[[ Task data open ]]

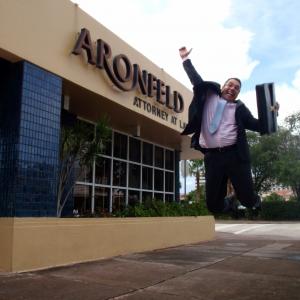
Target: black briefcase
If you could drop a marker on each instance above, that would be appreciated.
(267, 113)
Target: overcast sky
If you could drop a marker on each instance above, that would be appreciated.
(257, 41)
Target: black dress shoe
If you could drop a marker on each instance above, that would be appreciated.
(257, 205)
(230, 204)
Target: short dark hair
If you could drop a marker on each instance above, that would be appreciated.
(235, 78)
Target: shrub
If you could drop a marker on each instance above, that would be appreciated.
(280, 210)
(156, 208)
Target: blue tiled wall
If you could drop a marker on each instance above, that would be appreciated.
(30, 142)
(177, 176)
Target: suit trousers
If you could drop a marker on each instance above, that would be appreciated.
(221, 166)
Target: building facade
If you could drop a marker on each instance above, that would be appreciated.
(55, 61)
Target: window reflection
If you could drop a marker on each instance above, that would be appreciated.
(134, 150)
(102, 200)
(102, 172)
(147, 154)
(119, 173)
(159, 157)
(147, 178)
(82, 198)
(133, 197)
(120, 145)
(134, 175)
(118, 200)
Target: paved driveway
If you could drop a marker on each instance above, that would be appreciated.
(246, 261)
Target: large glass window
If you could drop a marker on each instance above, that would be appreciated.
(119, 173)
(133, 197)
(125, 174)
(147, 154)
(159, 180)
(120, 145)
(83, 174)
(102, 172)
(147, 178)
(146, 196)
(118, 200)
(82, 198)
(102, 199)
(169, 182)
(159, 196)
(169, 160)
(159, 157)
(134, 150)
(134, 176)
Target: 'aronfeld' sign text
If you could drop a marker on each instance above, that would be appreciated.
(124, 75)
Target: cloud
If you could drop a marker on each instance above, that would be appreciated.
(218, 52)
(230, 38)
(288, 96)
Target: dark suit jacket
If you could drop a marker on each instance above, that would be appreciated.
(243, 116)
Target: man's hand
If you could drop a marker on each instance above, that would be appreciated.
(183, 52)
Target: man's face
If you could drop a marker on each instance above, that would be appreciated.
(230, 90)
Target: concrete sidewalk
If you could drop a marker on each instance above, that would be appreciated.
(236, 265)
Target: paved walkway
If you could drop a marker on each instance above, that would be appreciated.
(258, 261)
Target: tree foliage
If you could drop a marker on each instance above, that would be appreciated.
(276, 157)
(79, 145)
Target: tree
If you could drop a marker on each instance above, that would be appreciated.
(288, 167)
(264, 153)
(79, 145)
(196, 168)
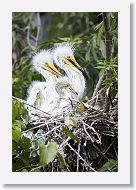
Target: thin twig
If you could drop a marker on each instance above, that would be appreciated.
(79, 145)
(38, 28)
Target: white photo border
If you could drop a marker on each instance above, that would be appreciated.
(123, 174)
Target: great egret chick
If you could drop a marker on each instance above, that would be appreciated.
(64, 58)
(43, 94)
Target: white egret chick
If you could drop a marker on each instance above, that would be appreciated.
(43, 94)
(67, 95)
(64, 58)
(36, 97)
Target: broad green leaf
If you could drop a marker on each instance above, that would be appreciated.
(47, 153)
(24, 143)
(70, 134)
(109, 166)
(16, 132)
(14, 148)
(63, 162)
(71, 121)
(81, 108)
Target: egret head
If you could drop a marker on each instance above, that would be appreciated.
(43, 63)
(64, 57)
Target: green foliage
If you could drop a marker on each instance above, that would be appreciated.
(109, 166)
(70, 134)
(86, 32)
(47, 153)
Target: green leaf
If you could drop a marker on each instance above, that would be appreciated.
(47, 153)
(63, 162)
(80, 108)
(71, 121)
(16, 132)
(110, 166)
(14, 148)
(24, 143)
(70, 134)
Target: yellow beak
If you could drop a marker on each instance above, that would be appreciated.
(72, 62)
(50, 67)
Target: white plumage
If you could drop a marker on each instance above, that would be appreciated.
(57, 94)
(43, 94)
(64, 58)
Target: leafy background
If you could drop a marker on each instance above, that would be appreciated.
(86, 32)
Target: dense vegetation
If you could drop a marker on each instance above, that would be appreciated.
(94, 36)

[[ Task data closed ]]

The records above must be printed exactly, but the pictures they hold should be omitted.

Target: black briefcase
If you could drop a marker on each instance above, that would be appreciated.
(267, 113)
Target: overcast sky
If you could drop a marker on each instance above, that would be appreciated.
(257, 41)
Target: black dress shoe
If you could drop a marker on each instance above, that would be appreciated.
(257, 205)
(230, 204)
Target: short dark hair
If you could drop a marker on each instance above, that would be appreciated.
(235, 78)
Target: shrub
If you could drop a marker on each instance above, that would be appreciated.
(280, 210)
(156, 208)
Target: blue tiled wall
If you could drop a marker on each instance above, that would be appreciated.
(30, 142)
(177, 176)
Target: suit trousers
If you could drop a marker on each instance above, that would be appreciated.
(221, 166)
Target: building facade
If you could drop a marker on each instance above, that would be appreciated.
(55, 61)
Target: window reflection
If you could drop a marker on each instance above, that would be appreciated.
(134, 150)
(102, 200)
(102, 172)
(147, 154)
(119, 173)
(159, 157)
(147, 178)
(82, 198)
(133, 197)
(120, 145)
(134, 175)
(118, 200)
Target: paved driveway
If you could drop a marker on each instance above, that would be appreciated.
(246, 261)
Target: large glass window
If you could drop a marker on each instance above, that would be appreciated.
(119, 173)
(133, 197)
(125, 174)
(147, 154)
(159, 180)
(120, 145)
(83, 174)
(102, 172)
(147, 178)
(146, 196)
(118, 200)
(82, 198)
(102, 199)
(169, 182)
(159, 196)
(169, 160)
(159, 157)
(134, 150)
(134, 176)
Target: 'aronfeld' sign text
If you could drop a marker on each instance above, that would be appreciated.
(124, 75)
Target: cloud
If you could drop a marker on each instance above, that would be appreciated.
(218, 52)
(230, 38)
(288, 96)
Target: dark suit jacket
If you could drop a marker on each instance above, that would be appreciated.
(243, 116)
Target: man's hand
If you could drop a marker on each instance above, that would be appreciated.
(183, 52)
Target: man's face
If you could drop a marker on each instance above, that would be appreciated.
(230, 90)
Target: concrete sidewalk
If you could drop a marker on each instance above, that would be appreciated.
(236, 265)
Target: paved walkway
If you could drop a marker on each instance above, that would be appreciated.
(258, 261)
Target: tree foliage
If you could drop a marker on each instance above, that would be appreciated.
(276, 157)
(79, 145)
Target: tree
If you could drop a marker on each instance above, that would be appreciated.
(288, 167)
(264, 153)
(79, 145)
(196, 168)
Target: thin twig
If you could drop a marker on each instance above, that would be appreciated.
(79, 145)
(38, 28)
Target: white photo border
If you could drop a marker on each instance above, that would be appreciated.
(123, 174)
Target: great egret chick
If you could drop a marker on each instance above, that would be appreciated.
(64, 58)
(43, 94)
Target: white egret chick
If you could drop a marker on each instance above, that would be appreciated.
(43, 94)
(67, 95)
(64, 58)
(36, 97)
Target: broad green leaf
If you could drop a marker on each instance above, that would be appreciated.
(47, 153)
(24, 143)
(70, 134)
(109, 166)
(16, 132)
(14, 148)
(63, 162)
(71, 121)
(81, 108)
Target: egret head
If you could drop a marker on each instance above, that would be appreciated.
(43, 63)
(64, 57)
Target: green foliage
If you could drop a marker on each instance above, that would be appreciated.
(109, 166)
(70, 134)
(86, 32)
(47, 153)
Target: green leaf
If you could drop a marker on each instance above, that would be appreciated.
(47, 153)
(63, 162)
(80, 108)
(71, 121)
(16, 132)
(110, 166)
(14, 148)
(24, 143)
(70, 134)
Target: yellow beak
If you could drop a marker on each instance above, that would be appreciated.
(72, 62)
(50, 67)
Target: white plumage
If you could drop a marker on each instance above, that would be appreciated.
(57, 94)
(43, 94)
(64, 58)
Target: leafy background
If you could drop a marker on each instance above, that would be appreciated.
(86, 32)
Target: dense vegetation
If you could drop a marker on each instance above, that would be appreciated.
(94, 36)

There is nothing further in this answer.